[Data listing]
***

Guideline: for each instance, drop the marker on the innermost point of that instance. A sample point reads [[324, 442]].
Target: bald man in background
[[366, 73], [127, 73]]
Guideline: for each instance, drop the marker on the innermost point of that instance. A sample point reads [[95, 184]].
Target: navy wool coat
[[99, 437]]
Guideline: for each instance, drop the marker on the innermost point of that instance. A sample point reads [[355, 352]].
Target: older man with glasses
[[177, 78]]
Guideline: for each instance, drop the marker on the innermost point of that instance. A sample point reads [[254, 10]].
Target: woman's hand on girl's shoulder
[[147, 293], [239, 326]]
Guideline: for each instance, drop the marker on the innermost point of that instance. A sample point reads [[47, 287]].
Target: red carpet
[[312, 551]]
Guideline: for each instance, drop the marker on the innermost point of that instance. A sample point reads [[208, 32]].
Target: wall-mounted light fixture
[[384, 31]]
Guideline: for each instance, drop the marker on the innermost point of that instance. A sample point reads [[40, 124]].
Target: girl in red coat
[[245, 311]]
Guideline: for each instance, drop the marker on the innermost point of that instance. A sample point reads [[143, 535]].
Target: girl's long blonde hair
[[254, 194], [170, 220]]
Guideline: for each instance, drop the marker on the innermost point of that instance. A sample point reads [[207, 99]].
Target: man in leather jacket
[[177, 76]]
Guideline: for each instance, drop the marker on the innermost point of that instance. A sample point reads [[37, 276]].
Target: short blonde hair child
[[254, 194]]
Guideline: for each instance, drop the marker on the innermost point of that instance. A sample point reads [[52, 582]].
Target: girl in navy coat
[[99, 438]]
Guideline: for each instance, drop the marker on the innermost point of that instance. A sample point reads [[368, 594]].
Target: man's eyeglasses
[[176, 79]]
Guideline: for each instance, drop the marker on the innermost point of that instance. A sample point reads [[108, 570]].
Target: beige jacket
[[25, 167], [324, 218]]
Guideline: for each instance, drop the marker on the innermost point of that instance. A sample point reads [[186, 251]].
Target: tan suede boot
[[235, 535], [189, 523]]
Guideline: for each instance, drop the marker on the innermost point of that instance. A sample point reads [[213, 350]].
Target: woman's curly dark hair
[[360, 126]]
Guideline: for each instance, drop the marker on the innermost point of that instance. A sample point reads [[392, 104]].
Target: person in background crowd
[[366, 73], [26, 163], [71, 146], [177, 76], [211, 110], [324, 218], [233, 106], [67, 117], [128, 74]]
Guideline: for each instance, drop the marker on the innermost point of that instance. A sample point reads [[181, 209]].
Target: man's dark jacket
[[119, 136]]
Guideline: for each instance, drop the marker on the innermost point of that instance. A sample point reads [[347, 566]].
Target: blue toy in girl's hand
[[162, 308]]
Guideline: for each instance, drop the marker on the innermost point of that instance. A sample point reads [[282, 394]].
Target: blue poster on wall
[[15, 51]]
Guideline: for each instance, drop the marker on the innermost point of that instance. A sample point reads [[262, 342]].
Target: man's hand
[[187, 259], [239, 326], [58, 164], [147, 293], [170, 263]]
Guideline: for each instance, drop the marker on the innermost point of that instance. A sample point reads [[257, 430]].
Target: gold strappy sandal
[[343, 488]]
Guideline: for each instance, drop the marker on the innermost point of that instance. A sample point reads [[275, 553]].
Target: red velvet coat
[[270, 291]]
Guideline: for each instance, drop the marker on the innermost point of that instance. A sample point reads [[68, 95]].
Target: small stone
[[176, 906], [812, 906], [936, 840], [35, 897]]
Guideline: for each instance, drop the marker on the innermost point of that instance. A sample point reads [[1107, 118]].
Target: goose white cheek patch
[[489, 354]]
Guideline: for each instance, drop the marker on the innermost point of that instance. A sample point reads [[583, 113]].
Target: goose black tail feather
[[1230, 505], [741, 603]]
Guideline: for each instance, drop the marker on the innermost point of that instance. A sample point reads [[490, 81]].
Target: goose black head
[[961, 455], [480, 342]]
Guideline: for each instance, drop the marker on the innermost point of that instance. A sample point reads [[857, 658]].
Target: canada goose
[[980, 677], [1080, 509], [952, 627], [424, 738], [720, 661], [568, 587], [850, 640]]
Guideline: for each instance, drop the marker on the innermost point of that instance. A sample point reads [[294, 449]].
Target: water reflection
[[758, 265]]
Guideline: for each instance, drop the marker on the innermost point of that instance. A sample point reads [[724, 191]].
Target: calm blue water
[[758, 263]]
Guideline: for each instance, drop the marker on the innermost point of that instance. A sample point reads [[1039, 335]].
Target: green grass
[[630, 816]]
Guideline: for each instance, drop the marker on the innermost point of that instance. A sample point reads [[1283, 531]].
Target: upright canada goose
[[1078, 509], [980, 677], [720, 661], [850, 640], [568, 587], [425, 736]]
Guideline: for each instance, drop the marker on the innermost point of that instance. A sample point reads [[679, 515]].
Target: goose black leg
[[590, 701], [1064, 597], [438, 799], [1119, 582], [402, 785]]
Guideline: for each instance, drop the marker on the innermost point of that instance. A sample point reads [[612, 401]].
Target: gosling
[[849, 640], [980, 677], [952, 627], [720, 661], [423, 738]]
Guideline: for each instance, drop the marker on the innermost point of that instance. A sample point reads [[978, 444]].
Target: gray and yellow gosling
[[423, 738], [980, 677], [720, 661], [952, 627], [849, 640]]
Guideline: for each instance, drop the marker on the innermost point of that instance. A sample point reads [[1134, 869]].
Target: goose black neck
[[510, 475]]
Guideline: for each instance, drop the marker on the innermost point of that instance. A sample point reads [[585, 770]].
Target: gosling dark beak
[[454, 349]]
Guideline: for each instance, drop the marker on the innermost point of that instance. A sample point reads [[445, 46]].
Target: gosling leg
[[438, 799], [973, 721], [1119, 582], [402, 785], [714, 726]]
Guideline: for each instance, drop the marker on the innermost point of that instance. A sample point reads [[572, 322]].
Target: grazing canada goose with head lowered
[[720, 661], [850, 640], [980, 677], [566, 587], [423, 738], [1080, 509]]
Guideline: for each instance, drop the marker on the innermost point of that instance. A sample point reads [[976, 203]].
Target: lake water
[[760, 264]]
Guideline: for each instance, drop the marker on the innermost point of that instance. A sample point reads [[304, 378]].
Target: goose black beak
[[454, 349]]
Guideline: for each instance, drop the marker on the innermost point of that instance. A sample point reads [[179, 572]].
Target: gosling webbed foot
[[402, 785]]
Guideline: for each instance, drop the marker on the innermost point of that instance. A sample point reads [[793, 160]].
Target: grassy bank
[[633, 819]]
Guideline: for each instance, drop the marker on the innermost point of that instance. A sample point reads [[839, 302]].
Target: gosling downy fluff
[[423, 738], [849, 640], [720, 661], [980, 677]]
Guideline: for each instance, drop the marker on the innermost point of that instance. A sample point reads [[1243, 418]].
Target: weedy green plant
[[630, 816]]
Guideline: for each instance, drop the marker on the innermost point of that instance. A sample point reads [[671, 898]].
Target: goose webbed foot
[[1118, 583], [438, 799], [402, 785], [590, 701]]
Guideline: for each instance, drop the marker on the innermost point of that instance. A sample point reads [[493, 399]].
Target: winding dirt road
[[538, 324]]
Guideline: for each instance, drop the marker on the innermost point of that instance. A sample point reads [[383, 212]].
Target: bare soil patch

***

Exercise instructions
Extract all of the data shown above and repeat it verbatim.

Task output
Guideline: for each instance, drop the marker on the innermost point of that instance. A sample point reads [[324, 442]].
Target: bald man in background
[[366, 73], [127, 73]]
Guideline: for each instance, drop the marker on the innermost point of that instance. A sample point reads [[95, 184]].
Target: navy wool coat
[[99, 437]]
Guideline: for each instance, drop the marker on the innermost point of that instance. A sample point reads [[355, 352]].
Target: older man with glasses
[[177, 78]]
Guideline: for each instance, drop the marker on the innermost point of that instance. A sample point reads [[254, 10]].
Target: woman's hand on girl's shoulder
[[147, 293], [239, 326]]
Guideline: for each instance, drop the marker on the innermost point of that instance. A sample point reads [[47, 287]].
Target: red carpet
[[312, 551]]
Guideline: for each instance, drop the marker on the innermost point of that instance. A sample point reads [[208, 32]].
Target: wall-mounted light fixture
[[384, 31]]
Guideline: for each instance, drop the marker on the innermost point of that instance. A sample point reads [[40, 124]].
Target: girl in red coat
[[245, 311]]
Guideline: for each instance, drop the marker on the innermost point of that instance. A sample point reads [[143, 535]].
Target: girl's long blonde hair
[[254, 194], [170, 220]]
Guideline: for each instance, drop the marker on the innermost point of that instance. A sample point reads [[207, 99]].
Target: man in leather jacket
[[177, 76]]
Guideline: for each instance, drop the marker on the innermost point of that instance. A sample point reads [[37, 276]].
Target: short blonde hair child
[[254, 194]]
Guideline: for each instance, drop the marker on the innermost point of that instance. A sample point reads [[52, 582]].
Target: girl in navy coat
[[99, 438]]
Guideline: for each instance, drop the marker on the innermost point of that instance. A sample point reads [[368, 594]].
Target: man's eyeglasses
[[176, 79]]
Guideline: for each instance, drop the marker on the innermost point of that instance. A sample point reads [[108, 570]].
Target: beige jacket
[[25, 167], [324, 218]]
Guideline: for each instance, drop the marker on the innermost point of that instance. A sample point reads [[186, 251]].
Target: tan suede boot
[[235, 535], [189, 523]]
Guideline: for each instance, drop the marker on the innermost point of that instance. A sample point reads [[213, 350]].
Target: woman's curly dark hair
[[360, 126]]
Guideline: for each instance, drop the marker on the innermost point of that instance. A sample point reads [[392, 104]].
Target: person in background crowd
[[366, 73], [26, 163], [71, 146], [177, 76], [211, 110], [324, 218], [233, 106], [67, 117], [128, 74]]
Guideline: for each instance, drop the marker on the innermost point of that instance. A sample point reads [[181, 209]].
Target: man's dark jacket
[[119, 136]]
Guideline: for each instance, drop the marker on the innermost point of that instance. A sample point reads [[347, 566]].
Target: blue toy in girl's hand
[[162, 308]]
Guideline: for each instance, drop the marker on the innermost point of that instance. A sample point reads [[282, 394]].
Target: blue poster on wall
[[15, 51]]
Guideline: for each instance, drop the marker on the innermost point of that instance. A sample point reads [[262, 342]].
Target: man's hand
[[187, 259], [239, 326], [58, 164], [147, 293], [170, 263]]
Guideline: for each instance, drop the marker on the innermost point of that instance. A sample point reads [[257, 430]].
Target: gold strappy sandal
[[343, 488]]
Guideline: for each instance, drop the marker on the innermost point of that instance. A sample point reads [[275, 553]].
Target: red velvet coat
[[270, 291]]
Guideline: for each instance, drop the marker on the innermost point of that instance. A sample point reads [[68, 95]].
Target: small stone
[[176, 906], [812, 906], [936, 840], [35, 897]]
Guideline: for each instance, drop the marker on the innermost point of that instance. A sample point reads [[1107, 118]].
Target: goose white cheek patch
[[489, 354]]
Guideline: for each instance, drop the marker on the innermost point of that instance. A sample point reads [[583, 113]].
Target: goose black tail feather
[[1230, 505], [741, 603]]
Guideline: for each instance, drop the marker on the innermost point of that instance. A sample point reads [[490, 81]].
Target: goose black head
[[961, 455], [480, 342]]
Guideline: for each instance, drop the marker on the innermost point of that instance. A sample point reads [[857, 658]].
Target: canada goose
[[980, 677], [1080, 509], [952, 627], [424, 738], [720, 661], [568, 587], [850, 640]]
Guideline: for each instance, drop the marker on the innermost point of that instance. A sample point reads [[294, 449]].
Target: water reflection
[[758, 265]]
Guideline: for each instance, drop the marker on the innermost point of that instance. A sample point reads [[724, 191]].
Target: calm blue water
[[758, 263]]
Guideline: for each instance, drop the marker on the innermost point of that instance. A sample point reads [[1039, 335]].
Target: green grass
[[630, 816]]
Guideline: for each instance, drop the marker on the innermost point of that instance. A sample point reads [[1283, 531]].
Target: upright canada goose
[[1078, 509], [980, 677], [720, 661], [850, 640], [568, 587], [425, 736]]
Guideline: for each instance, drop the marker on the innermost point of that instance. A sample point reads [[679, 515]].
Target: goose black leg
[[590, 701], [1064, 597], [438, 799], [1119, 582], [402, 785]]
Guideline: for each instance, drop the marker on the innermost point of that instance. A sample point reads [[612, 401]].
Target: gosling
[[849, 640], [980, 677], [952, 627], [720, 661], [423, 738]]
Guideline: for each instance, drop the marker on the innermost point of that instance. A sample point reads [[978, 444]].
Target: gray and yellow gosling
[[423, 738], [980, 677], [720, 661], [952, 627], [849, 640]]
Guideline: for each instance, drop the marker on the innermost point of that instance. A sample point reads [[1134, 869]].
Target: goose black neck
[[510, 475]]
Guideline: for each instance, drop the marker on the innermost point of that instance. A sample point reads [[585, 770]].
Target: gosling dark beak
[[454, 349]]
Guideline: for each instance, drop the marker on the innermost point of that instance. A sample point reads [[445, 46]].
Target: gosling leg
[[438, 799], [973, 721], [1119, 582], [402, 785], [714, 726]]
Guideline: for each instance, drop the marker on the innermost point of that instance. A sample point reads [[572, 322]].
Target: grazing canada goose with head lowered
[[720, 661], [850, 640], [980, 677], [566, 587], [423, 738], [1080, 509]]
Guideline: for each instance, drop the marker on the innermost point of that instance. A sample point reads [[976, 203]].
Target: lake water
[[760, 264]]
Guideline: for each instance, drop the marker on the innermost point of that instance. A sample point reads [[304, 378]].
Target: goose black beak
[[454, 349]]
Guideline: for each instance, drop the marker on the innermost point of that instance. A sample point reads [[179, 572]].
Target: gosling webbed foot
[[402, 785]]
Guideline: for each instance, drop the marker on the innermost point of that instance. A sample point reads [[793, 160]].
Target: grassy bank
[[633, 819]]
Guideline: for each instance, drop the marker on the innermost point of that instance. A sample point reads [[839, 302]].
Target: gosling downy fluff
[[423, 738], [849, 640], [720, 661], [980, 677]]
Guideline: for each instance, drop the marker on the innermost point of that instance. A sample point reads [[1243, 418]].
Target: weedy green plant
[[630, 816]]
Guideline: for each instance, drop the marker on the innermost point of that instance. A sample point reads [[671, 898]].
Target: goose webbed foot
[[1118, 583], [438, 799], [402, 785], [590, 701]]
Guideline: for each instance, drop the marker on the innermost point of that instance. A sample point reads [[493, 399]].
Target: winding dirt road
[[538, 324]]
Guideline: for each instance, drop the marker on the innermost point of that instance. A sample point reads [[383, 212]].
Target: bare soil patch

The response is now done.